_The task_
Return the records exactly, please. Every line should match.

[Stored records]
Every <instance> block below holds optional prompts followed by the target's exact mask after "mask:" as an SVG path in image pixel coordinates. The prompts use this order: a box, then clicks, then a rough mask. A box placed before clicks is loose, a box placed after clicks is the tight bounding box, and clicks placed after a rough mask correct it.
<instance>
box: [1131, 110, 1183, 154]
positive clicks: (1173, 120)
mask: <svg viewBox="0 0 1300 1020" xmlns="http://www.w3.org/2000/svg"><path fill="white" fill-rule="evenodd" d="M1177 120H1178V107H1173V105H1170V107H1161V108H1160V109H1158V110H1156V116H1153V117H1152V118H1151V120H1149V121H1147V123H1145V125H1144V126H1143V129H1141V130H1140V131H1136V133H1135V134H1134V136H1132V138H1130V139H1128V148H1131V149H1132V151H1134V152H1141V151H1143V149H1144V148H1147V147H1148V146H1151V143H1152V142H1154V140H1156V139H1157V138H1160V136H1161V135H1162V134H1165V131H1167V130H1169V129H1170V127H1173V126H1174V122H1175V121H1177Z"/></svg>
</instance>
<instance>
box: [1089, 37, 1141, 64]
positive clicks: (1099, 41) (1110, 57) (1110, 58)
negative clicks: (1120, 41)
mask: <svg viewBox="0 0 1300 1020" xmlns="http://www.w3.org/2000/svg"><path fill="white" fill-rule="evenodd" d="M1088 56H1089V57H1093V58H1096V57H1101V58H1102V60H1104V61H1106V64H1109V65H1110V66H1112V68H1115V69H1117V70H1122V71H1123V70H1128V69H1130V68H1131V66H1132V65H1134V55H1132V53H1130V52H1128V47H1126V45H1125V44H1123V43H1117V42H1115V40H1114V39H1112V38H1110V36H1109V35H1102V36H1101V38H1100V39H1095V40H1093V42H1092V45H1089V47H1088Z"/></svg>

_Solved problem_
Every <instance> block below holds optional prompts followed by the target's exact mask after "mask:" as an SVG path in image pixel coordinates. The prompts use this order: a box, then clicks, then a rough mask. A box placed before clicks is loose, a box placed after clicks is the tight bounding box, and clicks placed after a rough mask correct it.
<instance>
box: [1131, 110, 1183, 154]
positive clicks: (1173, 120)
mask: <svg viewBox="0 0 1300 1020" xmlns="http://www.w3.org/2000/svg"><path fill="white" fill-rule="evenodd" d="M1177 120H1178V107H1173V105H1170V107H1161V108H1160V109H1158V110H1156V116H1153V117H1152V118H1151V120H1149V121H1147V123H1145V125H1144V126H1143V129H1141V130H1140V131H1136V133H1135V134H1134V136H1132V138H1130V139H1128V148H1131V149H1132V151H1134V152H1141V151H1143V149H1144V148H1147V147H1148V146H1151V143H1152V142H1154V140H1156V139H1157V138H1160V136H1161V135H1162V134H1165V131H1167V130H1169V129H1170V127H1173V126H1174V122H1175V121H1177Z"/></svg>
</instance>
<instance>
box: [1089, 37, 1141, 64]
positive clicks: (1099, 41) (1110, 57) (1110, 58)
negative clicks: (1120, 41)
mask: <svg viewBox="0 0 1300 1020" xmlns="http://www.w3.org/2000/svg"><path fill="white" fill-rule="evenodd" d="M1088 56H1089V57H1093V58H1096V57H1101V58H1102V60H1104V61H1106V64H1109V65H1110V66H1112V68H1115V69H1117V70H1122V71H1123V70H1128V69H1130V68H1131V66H1132V65H1134V55H1132V53H1130V52H1128V47H1126V45H1125V44H1123V43H1117V42H1115V40H1114V39H1112V38H1110V36H1109V35H1102V36H1101V38H1100V39H1095V40H1093V42H1092V45H1089V47H1088Z"/></svg>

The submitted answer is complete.